Task item A >>
Reproduce the passage on low back pain word for word from "I am having" to "schedule of exercise.".
Task item B >>
Decide whether each statement agrees with the passage on low back pain: (i) a physical therapist is named as someone who can help identify a specific exercise program; (ii) exercise has rarely been shown to help patients with chronic low back pain; (iii) sticking with an exercise program every day is called essential. Answer yes or no for each and quote the words that decide it.

Page excerpt >>
I am having ongoing problems with my low back. My medical doctor and my chiropractor have both suggested exercise as a way to break through the pain-spasm cycle that I'm in. I tried it for a little while, but it didn't seem to help. What should I do next?
Patients' belief systems have a lot to do with how they respond (or don't respond) to treatment. If you think your pain is an indication that there's something wrong or that anything that makes it hurt is actually damaging your spine, then exercise and activity won't seem helpful to you.

Exercise has been shown over and over to be beneficial for patients with chronic low back pain. But sticking with a program every day is essential. Patients who believe movement and activity will only make things worse have a more difficult time carrying out a regular schedule of exercise.

In some cases, general activity may not address your specific needs. At this point in your rehab, you may need a particular type of exercise program. This could be core training, motor control training, or some other specific program to change your movement patterns. A physical therapist can help identify what this may be for you. Once you've gotten past the first roadblock, it should be smooth sailing for you. Knowing that your back pain is not a fracture, tumor, infection, or inflammatory process is very helpful.

Ongoing pain in the case of a nonorganic, noninflammatory cause of low back pain suggests that pain beliefs are present that are hindering your progress. If consistently carrying out your prescribed exercise program doesn't help, you may need the skills of a counselor or cognitive behavioral specialist.

Together, you, your counselor, and your physical therapist can help you identify and change the way you think in order to change how you respond to your pain. Breaking the links between beliefs about pain, physiologic damage and physical harm, and exercise can change your pain levels and functional ability.

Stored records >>
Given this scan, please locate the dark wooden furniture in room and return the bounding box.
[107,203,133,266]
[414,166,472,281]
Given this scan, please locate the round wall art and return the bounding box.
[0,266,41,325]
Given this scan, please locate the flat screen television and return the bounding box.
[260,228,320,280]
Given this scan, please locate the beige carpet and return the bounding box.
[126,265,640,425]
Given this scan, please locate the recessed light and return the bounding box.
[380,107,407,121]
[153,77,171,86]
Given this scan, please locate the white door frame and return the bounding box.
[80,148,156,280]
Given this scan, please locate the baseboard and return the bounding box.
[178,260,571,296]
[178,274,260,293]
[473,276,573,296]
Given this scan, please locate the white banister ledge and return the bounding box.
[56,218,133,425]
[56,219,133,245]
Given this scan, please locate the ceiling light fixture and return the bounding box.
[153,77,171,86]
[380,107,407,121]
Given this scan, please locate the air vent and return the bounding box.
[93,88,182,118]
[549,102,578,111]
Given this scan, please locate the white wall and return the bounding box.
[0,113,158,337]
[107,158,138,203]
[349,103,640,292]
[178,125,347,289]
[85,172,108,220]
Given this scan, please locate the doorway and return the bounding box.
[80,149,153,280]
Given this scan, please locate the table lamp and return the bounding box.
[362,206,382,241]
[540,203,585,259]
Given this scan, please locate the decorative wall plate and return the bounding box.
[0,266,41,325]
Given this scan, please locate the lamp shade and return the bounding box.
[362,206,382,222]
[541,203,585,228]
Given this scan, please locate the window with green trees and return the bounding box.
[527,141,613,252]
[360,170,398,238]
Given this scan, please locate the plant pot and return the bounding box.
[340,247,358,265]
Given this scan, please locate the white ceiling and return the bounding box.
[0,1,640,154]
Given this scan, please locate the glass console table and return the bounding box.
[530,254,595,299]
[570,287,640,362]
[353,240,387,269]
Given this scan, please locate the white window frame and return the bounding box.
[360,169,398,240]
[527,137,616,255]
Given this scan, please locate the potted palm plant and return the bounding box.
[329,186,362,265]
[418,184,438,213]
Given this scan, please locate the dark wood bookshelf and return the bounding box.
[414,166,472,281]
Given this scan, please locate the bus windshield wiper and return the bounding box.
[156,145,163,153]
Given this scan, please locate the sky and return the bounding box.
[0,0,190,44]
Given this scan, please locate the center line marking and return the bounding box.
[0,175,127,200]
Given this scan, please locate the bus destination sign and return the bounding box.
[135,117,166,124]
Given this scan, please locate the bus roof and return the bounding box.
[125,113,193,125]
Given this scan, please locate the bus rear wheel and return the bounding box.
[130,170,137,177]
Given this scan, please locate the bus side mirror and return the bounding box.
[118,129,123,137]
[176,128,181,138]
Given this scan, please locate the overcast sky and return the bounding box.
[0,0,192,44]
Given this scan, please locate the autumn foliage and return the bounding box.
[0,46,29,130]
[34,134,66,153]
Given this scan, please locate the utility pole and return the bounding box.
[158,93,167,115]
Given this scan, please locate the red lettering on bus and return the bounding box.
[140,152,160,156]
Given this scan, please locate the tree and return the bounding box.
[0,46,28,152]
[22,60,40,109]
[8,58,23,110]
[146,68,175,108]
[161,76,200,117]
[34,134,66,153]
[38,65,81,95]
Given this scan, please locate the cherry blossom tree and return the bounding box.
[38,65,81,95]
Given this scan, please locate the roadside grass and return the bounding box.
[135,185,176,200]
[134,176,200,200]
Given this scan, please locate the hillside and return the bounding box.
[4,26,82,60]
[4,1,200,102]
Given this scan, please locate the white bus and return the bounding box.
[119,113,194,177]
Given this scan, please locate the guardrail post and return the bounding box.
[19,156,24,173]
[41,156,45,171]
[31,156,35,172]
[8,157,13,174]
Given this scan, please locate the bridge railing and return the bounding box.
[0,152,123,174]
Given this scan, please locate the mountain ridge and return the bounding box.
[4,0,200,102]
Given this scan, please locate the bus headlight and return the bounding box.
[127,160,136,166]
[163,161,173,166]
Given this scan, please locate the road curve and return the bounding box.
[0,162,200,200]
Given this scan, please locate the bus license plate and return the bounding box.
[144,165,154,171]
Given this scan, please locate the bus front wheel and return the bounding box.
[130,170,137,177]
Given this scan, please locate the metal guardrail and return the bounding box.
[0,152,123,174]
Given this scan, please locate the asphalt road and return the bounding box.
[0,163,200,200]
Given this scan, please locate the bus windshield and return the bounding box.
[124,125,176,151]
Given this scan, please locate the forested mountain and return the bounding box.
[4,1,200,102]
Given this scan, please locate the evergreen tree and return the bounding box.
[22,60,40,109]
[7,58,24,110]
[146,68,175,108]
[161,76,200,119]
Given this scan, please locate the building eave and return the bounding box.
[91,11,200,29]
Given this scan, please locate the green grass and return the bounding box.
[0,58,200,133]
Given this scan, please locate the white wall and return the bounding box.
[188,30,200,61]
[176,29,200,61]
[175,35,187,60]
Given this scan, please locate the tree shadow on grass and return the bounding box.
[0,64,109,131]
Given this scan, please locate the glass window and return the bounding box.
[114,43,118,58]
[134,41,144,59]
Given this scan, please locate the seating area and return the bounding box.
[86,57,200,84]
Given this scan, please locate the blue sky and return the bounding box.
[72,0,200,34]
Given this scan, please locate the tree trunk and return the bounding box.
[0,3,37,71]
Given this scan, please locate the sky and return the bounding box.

Exercise result A >>
I am having ongoing problems with my low back. My medical doctor and my chiropractor have both suggested exercise as a way to break through the pain-spasm cycle that I'm in. I tried it for a little while, but it didn't seem to help. What should I do next?
Patients' belief systems have a lot to do with how they respond (or don't respond) to treatment. If you think your pain is an indication that there's something wrong or that anything that makes it hurt is actually damaging your spine, then exercise and activity won't seem helpful to you.

Exercise has been shown over and over to be beneficial for patients with chronic low back pain. But sticking with a program every day is essential. Patients who believe movement and activity will only make things worse have a more difficult time carrying out a regular schedule of exercise.

Exercise result B >>
(i) Yes: "A physical therapist can help identify what this may be for you."
(ii) No: "Exercise has been shown over and over to be beneficial for patients with chronic low back pain."
(iii) Yes: "But sticking with a program every day is essential."